— Task —
If a line in the following entries holds the string "every", include it in the tally. State the total and nothing further.

Start of Exercise data

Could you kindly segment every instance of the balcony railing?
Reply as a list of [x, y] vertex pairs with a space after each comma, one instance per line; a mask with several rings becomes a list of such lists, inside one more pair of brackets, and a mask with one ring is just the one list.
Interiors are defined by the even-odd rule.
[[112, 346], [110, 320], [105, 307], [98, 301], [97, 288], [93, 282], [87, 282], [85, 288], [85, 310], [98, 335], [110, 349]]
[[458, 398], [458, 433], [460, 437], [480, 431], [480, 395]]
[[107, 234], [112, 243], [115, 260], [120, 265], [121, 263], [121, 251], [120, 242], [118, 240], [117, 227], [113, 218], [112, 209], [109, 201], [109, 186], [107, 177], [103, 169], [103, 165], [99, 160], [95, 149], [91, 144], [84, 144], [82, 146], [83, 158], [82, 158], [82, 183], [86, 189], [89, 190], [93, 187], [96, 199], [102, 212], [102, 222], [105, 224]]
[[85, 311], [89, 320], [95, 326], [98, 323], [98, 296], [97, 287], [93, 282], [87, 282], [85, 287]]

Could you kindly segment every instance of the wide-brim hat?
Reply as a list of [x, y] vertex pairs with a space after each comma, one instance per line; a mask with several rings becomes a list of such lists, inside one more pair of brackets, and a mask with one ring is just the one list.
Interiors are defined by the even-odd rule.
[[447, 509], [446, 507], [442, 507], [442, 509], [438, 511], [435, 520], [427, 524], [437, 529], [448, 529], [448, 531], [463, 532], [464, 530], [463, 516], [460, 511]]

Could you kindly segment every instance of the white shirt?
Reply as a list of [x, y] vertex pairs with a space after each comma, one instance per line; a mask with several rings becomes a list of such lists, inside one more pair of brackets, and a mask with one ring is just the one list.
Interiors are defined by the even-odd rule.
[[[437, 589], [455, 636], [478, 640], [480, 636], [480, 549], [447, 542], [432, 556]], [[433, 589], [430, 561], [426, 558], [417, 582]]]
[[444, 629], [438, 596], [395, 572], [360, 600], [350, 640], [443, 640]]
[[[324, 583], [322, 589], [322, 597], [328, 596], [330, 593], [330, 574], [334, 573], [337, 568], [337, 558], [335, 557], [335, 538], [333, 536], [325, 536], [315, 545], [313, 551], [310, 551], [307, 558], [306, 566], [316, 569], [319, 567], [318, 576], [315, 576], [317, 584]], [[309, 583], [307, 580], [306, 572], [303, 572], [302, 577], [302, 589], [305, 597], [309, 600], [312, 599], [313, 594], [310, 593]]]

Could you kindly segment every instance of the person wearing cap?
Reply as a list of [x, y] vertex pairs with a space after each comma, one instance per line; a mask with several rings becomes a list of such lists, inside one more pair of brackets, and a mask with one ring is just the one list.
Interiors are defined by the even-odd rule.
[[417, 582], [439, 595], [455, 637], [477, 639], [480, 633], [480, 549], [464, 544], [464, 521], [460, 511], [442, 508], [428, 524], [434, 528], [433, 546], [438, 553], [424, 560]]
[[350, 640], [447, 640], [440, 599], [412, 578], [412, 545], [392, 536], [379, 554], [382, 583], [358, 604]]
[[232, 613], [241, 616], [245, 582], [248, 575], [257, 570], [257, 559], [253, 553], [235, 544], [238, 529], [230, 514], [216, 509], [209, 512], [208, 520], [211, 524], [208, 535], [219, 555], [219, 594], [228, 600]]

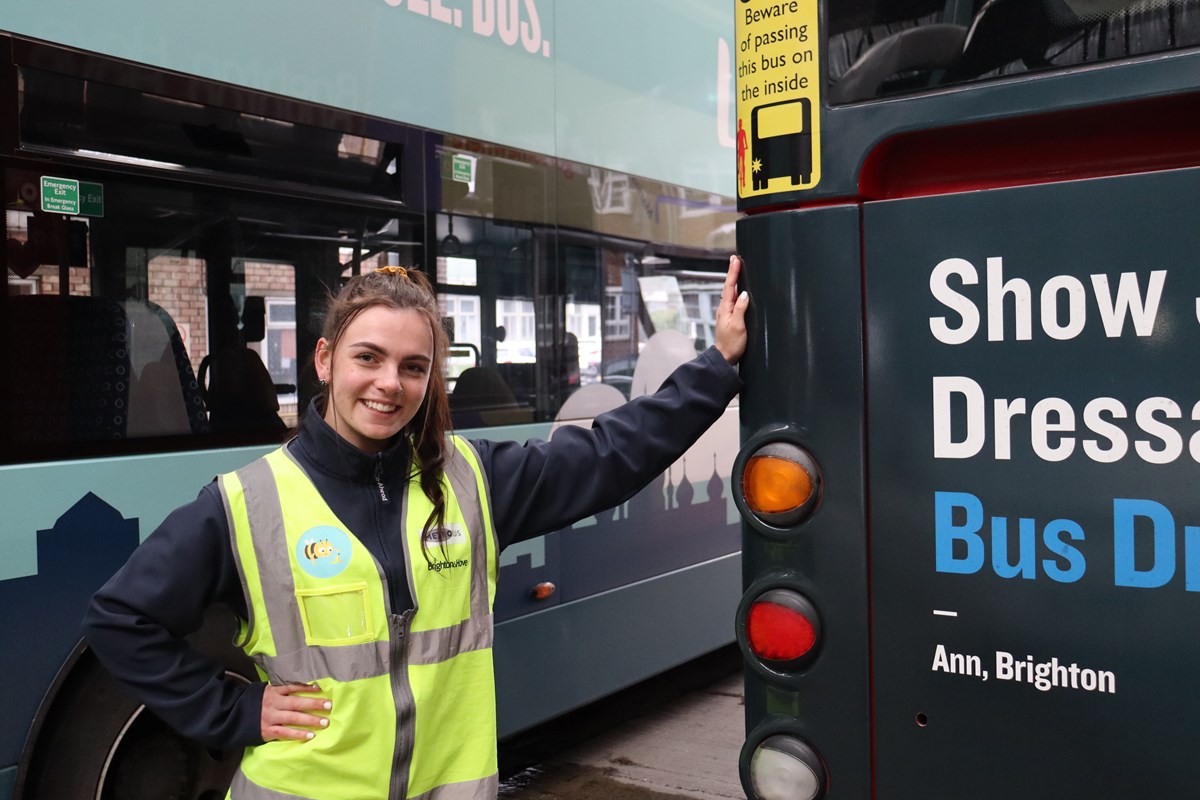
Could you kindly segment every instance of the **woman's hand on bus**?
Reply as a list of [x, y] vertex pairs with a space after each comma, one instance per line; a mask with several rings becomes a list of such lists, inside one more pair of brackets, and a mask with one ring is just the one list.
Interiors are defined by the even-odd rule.
[[313, 729], [321, 730], [329, 727], [327, 717], [306, 713], [307, 711], [328, 711], [333, 708], [333, 704], [324, 697], [310, 696], [313, 692], [319, 691], [321, 691], [319, 686], [307, 683], [268, 684], [267, 688], [263, 690], [263, 741], [311, 739], [316, 735]]
[[741, 271], [741, 256], [730, 256], [721, 304], [717, 306], [717, 349], [730, 364], [738, 363], [746, 352], [746, 308], [750, 305], [750, 295], [747, 292], [738, 294], [737, 280]]

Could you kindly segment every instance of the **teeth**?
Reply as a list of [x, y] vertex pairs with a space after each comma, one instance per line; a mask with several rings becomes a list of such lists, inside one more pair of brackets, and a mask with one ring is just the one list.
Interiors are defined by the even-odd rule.
[[363, 404], [366, 405], [367, 408], [374, 409], [375, 411], [382, 411], [385, 414], [396, 410], [395, 406], [389, 406], [384, 403], [376, 403], [374, 400], [363, 400]]

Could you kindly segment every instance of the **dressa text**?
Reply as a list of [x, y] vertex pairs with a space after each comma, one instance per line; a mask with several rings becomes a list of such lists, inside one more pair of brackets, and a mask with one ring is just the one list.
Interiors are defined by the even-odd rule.
[[[1186, 420], [1186, 421], [1185, 421]], [[1137, 458], [1170, 464], [1185, 452], [1200, 462], [1200, 402], [1184, 407], [1170, 397], [1127, 406], [1096, 397], [1076, 408], [1061, 397], [993, 397], [963, 375], [933, 378], [933, 457], [1013, 457], [1014, 442], [1028, 443], [1043, 461], [1076, 456], [1101, 464]], [[1180, 428], [1188, 425], [1190, 435]], [[987, 448], [991, 440], [990, 451]]]

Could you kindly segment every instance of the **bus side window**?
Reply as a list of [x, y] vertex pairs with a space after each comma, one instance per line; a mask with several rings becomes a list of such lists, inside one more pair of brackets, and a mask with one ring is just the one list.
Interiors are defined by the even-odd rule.
[[213, 433], [258, 431], [282, 434], [275, 383], [262, 357], [250, 345], [266, 338], [266, 305], [247, 296], [240, 318], [229, 295], [211, 309], [213, 349], [200, 362], [200, 384]]
[[[509, 366], [514, 365], [501, 365]], [[450, 413], [456, 428], [533, 422], [533, 408], [517, 402], [516, 395], [498, 367], [468, 367], [463, 370], [450, 395]]]
[[200, 433], [204, 409], [174, 323], [150, 303], [9, 296], [6, 420], [14, 444], [70, 445]]

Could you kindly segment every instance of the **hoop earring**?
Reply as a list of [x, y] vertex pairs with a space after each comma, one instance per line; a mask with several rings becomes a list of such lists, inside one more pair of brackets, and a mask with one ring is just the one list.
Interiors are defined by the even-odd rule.
[[324, 378], [318, 378], [317, 385], [320, 386], [322, 389], [327, 389], [327, 388], [329, 388], [329, 381], [325, 380]]

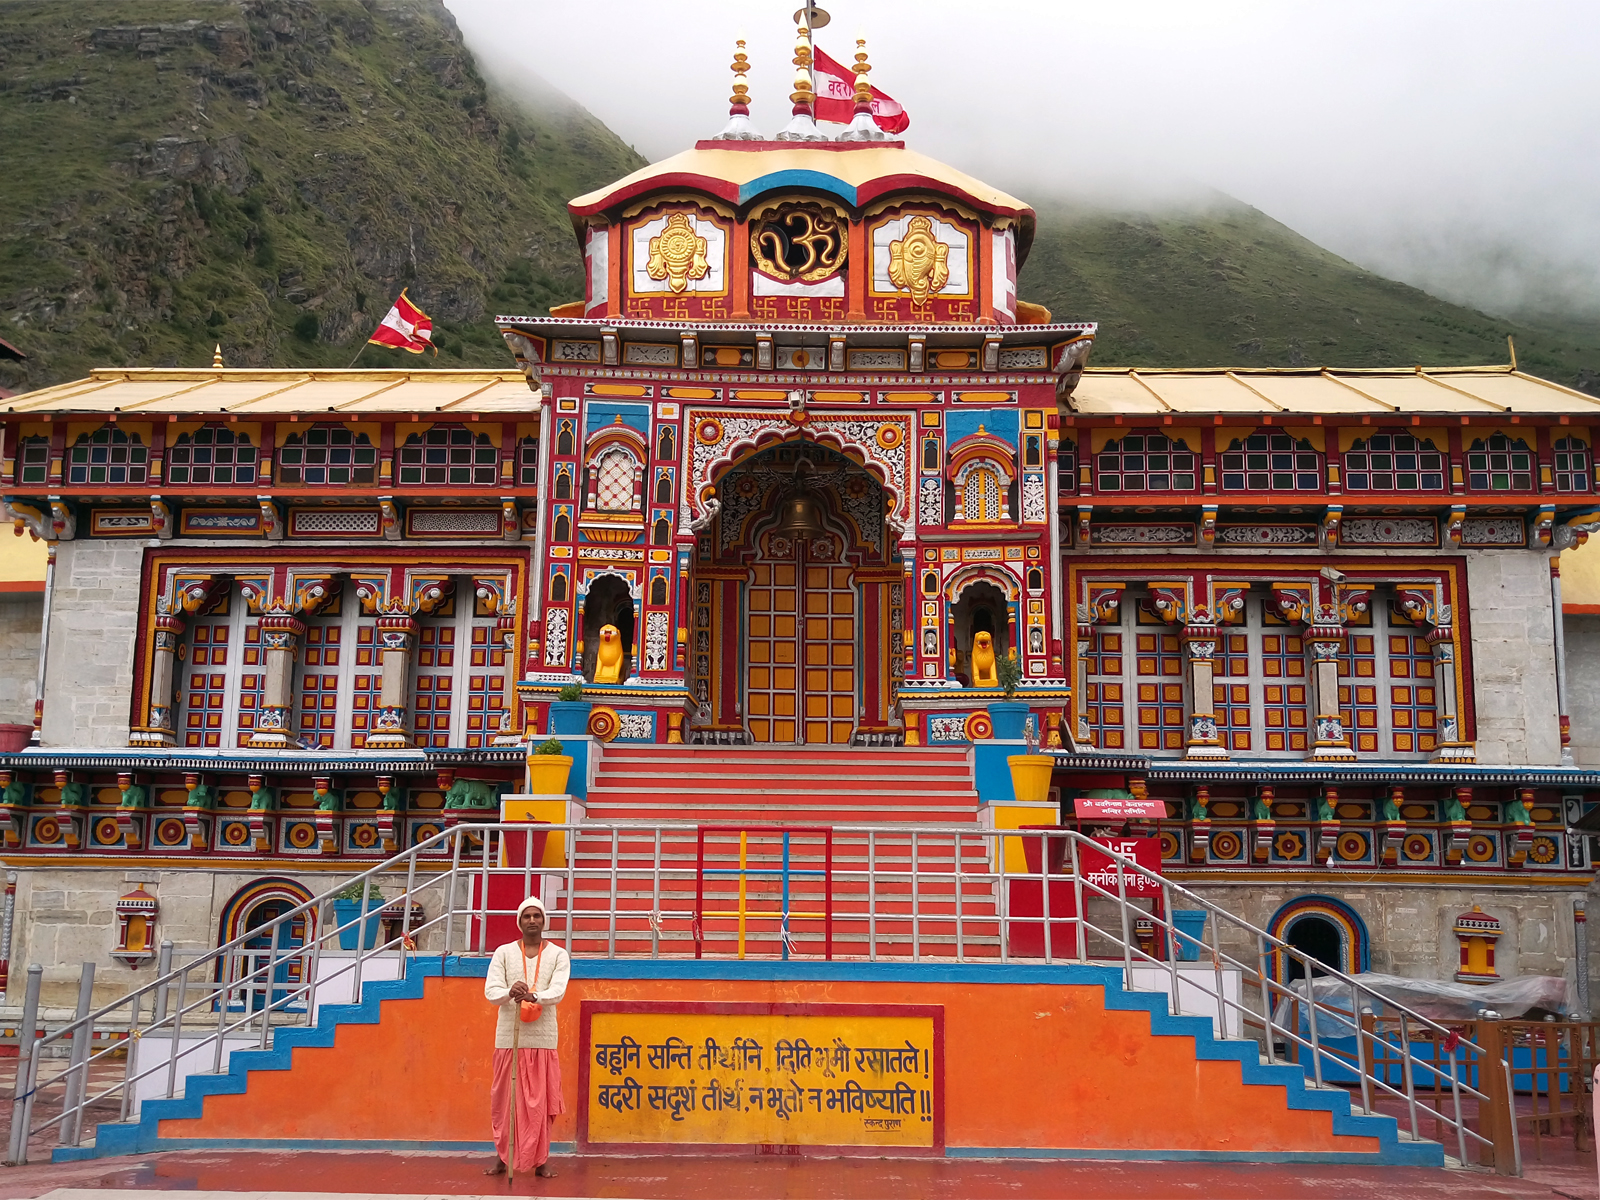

End of Exercise data

— Exercise response —
9